Report every line of the records that contains the word "purple", matching case exactly.

* [Recorded information]:

* * * *

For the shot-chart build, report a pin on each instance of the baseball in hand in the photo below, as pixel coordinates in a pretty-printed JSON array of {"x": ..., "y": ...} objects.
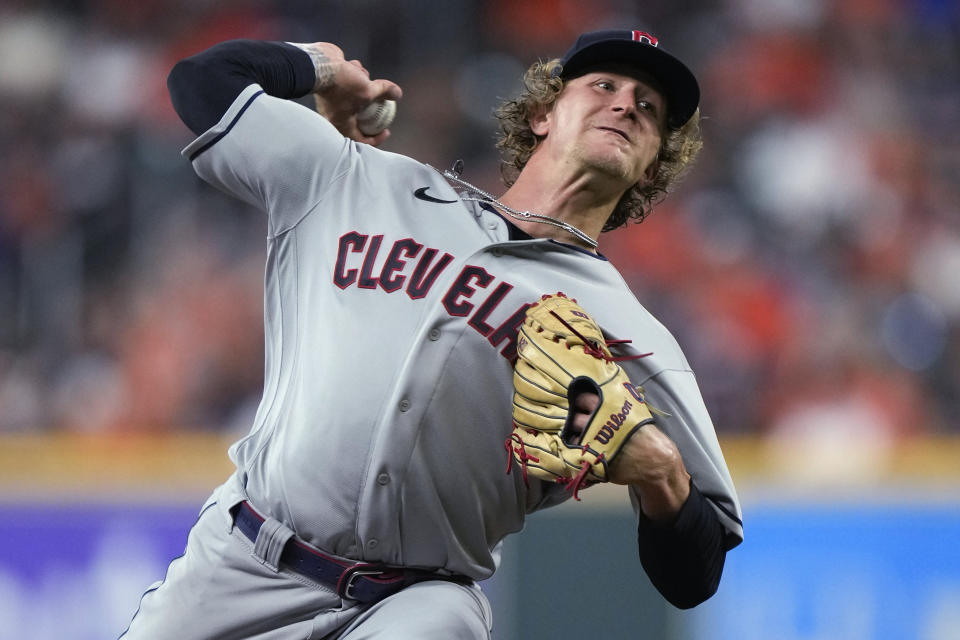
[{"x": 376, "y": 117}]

* * * *

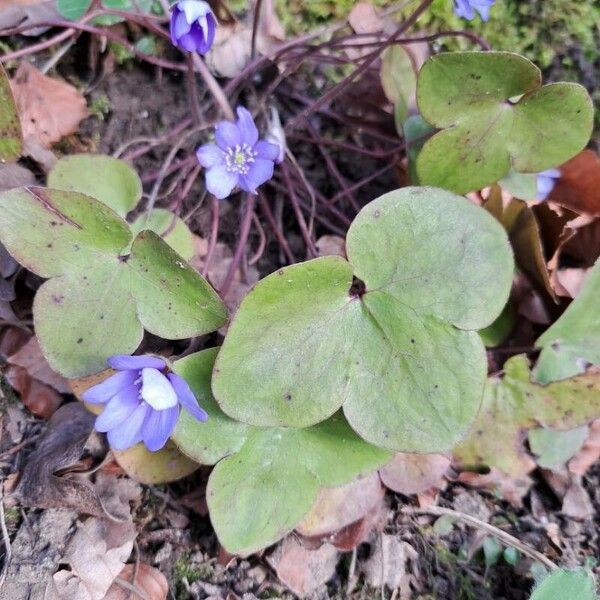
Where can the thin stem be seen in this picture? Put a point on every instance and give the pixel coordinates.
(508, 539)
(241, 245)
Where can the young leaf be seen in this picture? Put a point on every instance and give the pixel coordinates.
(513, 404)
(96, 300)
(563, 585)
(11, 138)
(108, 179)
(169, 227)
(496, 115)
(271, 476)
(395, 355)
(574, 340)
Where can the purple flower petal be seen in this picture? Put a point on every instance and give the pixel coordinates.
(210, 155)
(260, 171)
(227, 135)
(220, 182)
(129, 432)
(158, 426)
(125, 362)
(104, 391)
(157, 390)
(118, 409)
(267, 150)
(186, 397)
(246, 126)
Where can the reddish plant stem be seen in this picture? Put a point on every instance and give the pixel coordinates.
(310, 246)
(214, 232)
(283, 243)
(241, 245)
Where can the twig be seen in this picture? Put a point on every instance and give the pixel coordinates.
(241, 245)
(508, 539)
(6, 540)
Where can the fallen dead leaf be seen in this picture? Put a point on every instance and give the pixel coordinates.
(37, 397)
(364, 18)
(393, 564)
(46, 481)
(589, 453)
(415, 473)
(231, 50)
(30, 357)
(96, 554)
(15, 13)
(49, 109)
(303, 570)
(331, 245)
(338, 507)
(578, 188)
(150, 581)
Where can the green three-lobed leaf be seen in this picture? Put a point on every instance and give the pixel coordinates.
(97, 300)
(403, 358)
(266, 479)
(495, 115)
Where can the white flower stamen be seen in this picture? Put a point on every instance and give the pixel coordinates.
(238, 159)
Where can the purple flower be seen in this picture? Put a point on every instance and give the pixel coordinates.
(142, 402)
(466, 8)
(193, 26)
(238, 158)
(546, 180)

* * * *

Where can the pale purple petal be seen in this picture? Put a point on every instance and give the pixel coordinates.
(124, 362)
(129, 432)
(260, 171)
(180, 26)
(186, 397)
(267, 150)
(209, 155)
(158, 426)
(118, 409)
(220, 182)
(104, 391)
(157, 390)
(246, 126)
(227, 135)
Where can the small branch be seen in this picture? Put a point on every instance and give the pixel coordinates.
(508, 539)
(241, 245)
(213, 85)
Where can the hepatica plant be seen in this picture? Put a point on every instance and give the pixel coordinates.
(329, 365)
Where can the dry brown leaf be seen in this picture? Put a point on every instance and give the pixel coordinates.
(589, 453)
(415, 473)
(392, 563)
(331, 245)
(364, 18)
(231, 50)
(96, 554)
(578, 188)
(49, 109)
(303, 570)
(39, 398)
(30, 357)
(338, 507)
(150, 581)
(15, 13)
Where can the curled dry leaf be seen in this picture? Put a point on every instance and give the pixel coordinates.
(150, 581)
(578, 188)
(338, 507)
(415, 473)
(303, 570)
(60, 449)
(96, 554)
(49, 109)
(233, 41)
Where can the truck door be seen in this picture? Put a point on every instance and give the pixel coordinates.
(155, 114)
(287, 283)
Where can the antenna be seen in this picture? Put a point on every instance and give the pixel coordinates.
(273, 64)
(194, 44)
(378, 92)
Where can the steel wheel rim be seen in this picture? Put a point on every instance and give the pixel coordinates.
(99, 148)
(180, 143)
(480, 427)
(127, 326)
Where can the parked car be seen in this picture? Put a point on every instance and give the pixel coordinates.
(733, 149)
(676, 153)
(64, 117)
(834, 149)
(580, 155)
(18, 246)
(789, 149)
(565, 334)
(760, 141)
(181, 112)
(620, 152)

* * * *

* [In response]:
Where can the purple flower petal be seen in this picture? Put a point on every instance and give the pixel coordinates.
Where can the purple flower be seen in this picture? Put a point on every instance and give the pixel coordinates.
Where can the pale purple petal be seen in this picture? Put a point on every instance and give the pixel coordinates.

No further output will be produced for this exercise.